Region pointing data
BEGIN

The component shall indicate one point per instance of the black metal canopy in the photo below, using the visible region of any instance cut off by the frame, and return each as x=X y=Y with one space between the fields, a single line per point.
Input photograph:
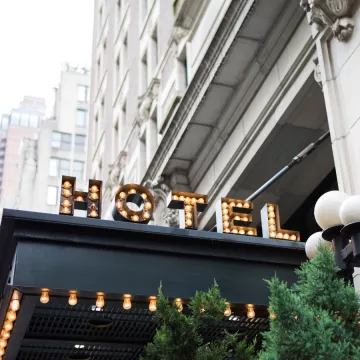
x=88 y=256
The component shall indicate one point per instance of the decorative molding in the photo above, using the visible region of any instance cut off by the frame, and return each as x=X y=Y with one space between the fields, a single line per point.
x=145 y=101
x=335 y=14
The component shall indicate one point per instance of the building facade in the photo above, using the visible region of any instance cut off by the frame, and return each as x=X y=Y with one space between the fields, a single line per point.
x=60 y=148
x=22 y=123
x=215 y=97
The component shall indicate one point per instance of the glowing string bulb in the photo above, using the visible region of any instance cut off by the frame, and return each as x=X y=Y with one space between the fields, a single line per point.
x=127 y=302
x=44 y=298
x=72 y=299
x=100 y=302
x=152 y=304
x=227 y=311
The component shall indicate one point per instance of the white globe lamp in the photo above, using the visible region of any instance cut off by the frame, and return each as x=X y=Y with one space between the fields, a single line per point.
x=350 y=210
x=327 y=209
x=312 y=244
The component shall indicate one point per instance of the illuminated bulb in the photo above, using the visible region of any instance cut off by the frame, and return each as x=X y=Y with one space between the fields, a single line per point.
x=67 y=193
x=11 y=315
x=15 y=305
x=93 y=213
x=94 y=188
x=100 y=302
x=66 y=211
x=227 y=311
x=224 y=205
x=127 y=302
x=8 y=325
x=188 y=208
x=178 y=302
x=250 y=312
x=5 y=334
x=94 y=196
x=44 y=298
x=72 y=299
x=152 y=304
x=67 y=185
x=119 y=205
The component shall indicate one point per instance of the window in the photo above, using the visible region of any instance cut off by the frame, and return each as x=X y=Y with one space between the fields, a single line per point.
x=59 y=167
x=83 y=93
x=80 y=143
x=61 y=140
x=52 y=195
x=78 y=170
x=81 y=117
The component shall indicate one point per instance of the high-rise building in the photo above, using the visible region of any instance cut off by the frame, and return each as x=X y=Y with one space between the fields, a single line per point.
x=60 y=148
x=22 y=122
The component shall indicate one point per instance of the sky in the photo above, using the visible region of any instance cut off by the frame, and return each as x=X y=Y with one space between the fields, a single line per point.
x=36 y=38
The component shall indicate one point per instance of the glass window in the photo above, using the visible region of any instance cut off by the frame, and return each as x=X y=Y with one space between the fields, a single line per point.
x=83 y=93
x=80 y=143
x=78 y=170
x=81 y=117
x=52 y=195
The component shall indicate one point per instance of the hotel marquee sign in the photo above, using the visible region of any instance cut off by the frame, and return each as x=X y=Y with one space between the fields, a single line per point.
x=232 y=215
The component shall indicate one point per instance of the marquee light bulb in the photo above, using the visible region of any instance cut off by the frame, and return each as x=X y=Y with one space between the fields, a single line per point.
x=72 y=299
x=11 y=315
x=227 y=311
x=8 y=325
x=127 y=302
x=15 y=305
x=100 y=302
x=152 y=304
x=44 y=298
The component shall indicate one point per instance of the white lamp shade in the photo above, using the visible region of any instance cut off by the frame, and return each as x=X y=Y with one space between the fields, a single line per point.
x=327 y=209
x=350 y=210
x=312 y=243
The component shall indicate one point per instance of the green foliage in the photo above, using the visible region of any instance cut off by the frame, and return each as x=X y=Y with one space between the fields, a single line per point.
x=179 y=336
x=315 y=318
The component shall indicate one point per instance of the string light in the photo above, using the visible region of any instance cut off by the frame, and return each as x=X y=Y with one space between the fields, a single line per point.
x=44 y=298
x=127 y=302
x=100 y=302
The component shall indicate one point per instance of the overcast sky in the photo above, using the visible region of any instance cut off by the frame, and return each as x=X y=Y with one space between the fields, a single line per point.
x=36 y=38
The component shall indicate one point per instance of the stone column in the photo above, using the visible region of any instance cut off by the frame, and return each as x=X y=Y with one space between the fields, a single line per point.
x=336 y=29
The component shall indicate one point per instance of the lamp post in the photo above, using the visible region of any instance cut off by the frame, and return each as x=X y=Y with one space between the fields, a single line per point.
x=339 y=216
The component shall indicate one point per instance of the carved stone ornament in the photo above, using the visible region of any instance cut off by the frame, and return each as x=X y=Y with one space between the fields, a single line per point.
x=332 y=13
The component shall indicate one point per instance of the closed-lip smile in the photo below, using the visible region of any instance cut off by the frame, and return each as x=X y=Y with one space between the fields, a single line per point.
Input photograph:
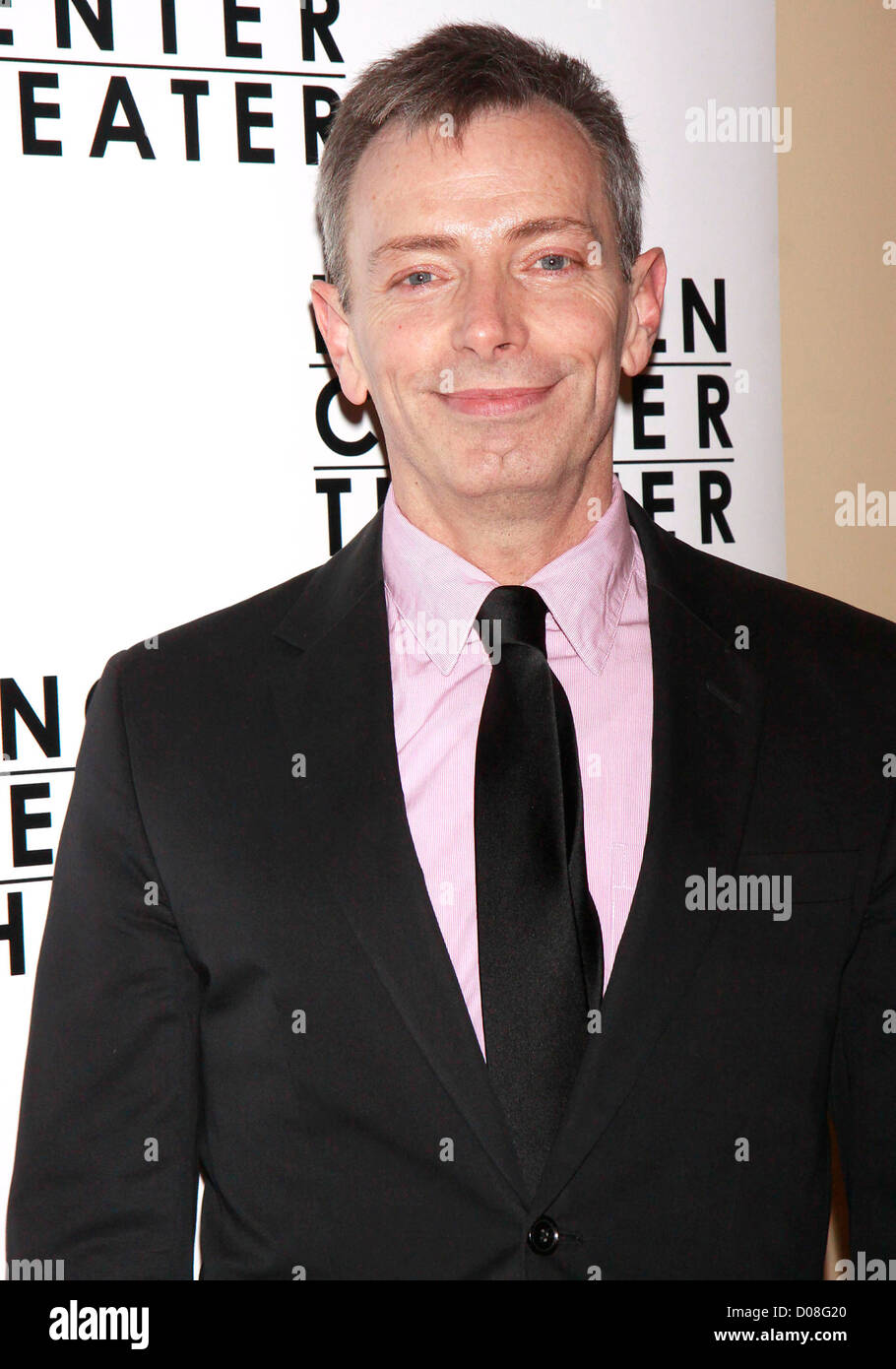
x=495 y=403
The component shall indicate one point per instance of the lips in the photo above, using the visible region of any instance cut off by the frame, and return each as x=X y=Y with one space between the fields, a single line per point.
x=497 y=403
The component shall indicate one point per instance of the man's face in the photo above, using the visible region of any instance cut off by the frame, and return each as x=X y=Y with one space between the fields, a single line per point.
x=477 y=271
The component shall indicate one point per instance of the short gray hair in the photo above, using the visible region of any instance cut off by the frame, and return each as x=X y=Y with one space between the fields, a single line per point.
x=463 y=70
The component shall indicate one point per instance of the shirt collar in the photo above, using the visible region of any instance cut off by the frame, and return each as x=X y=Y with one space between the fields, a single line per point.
x=438 y=593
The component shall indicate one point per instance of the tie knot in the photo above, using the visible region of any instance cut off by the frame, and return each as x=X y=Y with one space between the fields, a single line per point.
x=512 y=614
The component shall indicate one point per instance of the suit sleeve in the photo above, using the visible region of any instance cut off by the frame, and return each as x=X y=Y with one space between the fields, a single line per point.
x=105 y=1164
x=864 y=1068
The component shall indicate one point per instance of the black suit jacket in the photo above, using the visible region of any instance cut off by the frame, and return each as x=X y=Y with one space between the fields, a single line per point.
x=285 y=1018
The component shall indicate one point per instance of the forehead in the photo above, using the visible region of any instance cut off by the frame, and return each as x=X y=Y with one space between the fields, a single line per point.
x=509 y=163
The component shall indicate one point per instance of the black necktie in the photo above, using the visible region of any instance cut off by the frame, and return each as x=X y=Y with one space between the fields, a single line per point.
x=541 y=953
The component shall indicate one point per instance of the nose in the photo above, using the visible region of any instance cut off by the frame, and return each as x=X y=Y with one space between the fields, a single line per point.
x=490 y=314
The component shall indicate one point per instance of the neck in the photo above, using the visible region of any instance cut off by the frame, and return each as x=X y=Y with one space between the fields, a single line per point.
x=508 y=536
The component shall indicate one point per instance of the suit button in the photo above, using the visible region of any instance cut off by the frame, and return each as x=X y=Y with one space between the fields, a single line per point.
x=544 y=1236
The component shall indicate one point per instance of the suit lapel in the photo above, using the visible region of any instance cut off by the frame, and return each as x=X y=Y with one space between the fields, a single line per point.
x=330 y=664
x=706 y=725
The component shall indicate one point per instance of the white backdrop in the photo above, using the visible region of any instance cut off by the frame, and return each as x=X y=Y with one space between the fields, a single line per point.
x=161 y=428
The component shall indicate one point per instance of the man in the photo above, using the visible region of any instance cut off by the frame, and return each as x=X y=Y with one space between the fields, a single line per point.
x=535 y=948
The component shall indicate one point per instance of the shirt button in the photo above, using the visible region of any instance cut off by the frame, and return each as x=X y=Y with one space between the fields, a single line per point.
x=544 y=1236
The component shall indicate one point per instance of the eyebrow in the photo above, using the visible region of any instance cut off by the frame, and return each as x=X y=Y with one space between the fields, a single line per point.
x=446 y=242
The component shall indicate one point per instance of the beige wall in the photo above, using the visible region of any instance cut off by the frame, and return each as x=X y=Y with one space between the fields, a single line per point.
x=836 y=69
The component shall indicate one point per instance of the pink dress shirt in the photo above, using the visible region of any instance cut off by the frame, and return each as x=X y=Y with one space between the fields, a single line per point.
x=598 y=645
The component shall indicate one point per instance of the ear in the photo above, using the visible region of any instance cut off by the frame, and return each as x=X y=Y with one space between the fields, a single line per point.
x=645 y=309
x=341 y=345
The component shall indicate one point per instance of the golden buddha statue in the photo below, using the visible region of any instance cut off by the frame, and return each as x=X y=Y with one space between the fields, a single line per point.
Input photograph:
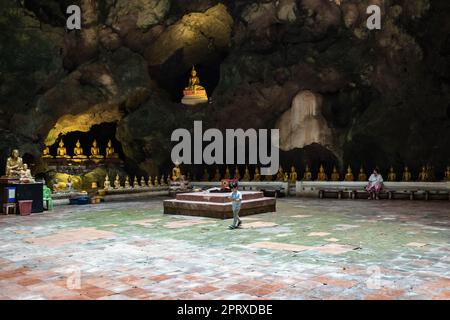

END

WHAT TO WORK ON.
From the line with "The component shall indicate one point per instance of the ear" down to the last line of the records above, restate each line verbatim, passing over any picture.

COMPLETED EXERCISE.
The component shall indicate one point per instance of the ear in the photo above, using the visible region of any instance cut off by the frame, and return each as x=X y=Y with one space between the fields, a single line per point.
x=645 y=309
x=341 y=345
The component shall indicate one point per instance of the golden buddha statue in the photo below, using the visible region of any instance cut off by the frame, and return each as x=X y=Y with one space between the fields, a single line per point.
Input photograph:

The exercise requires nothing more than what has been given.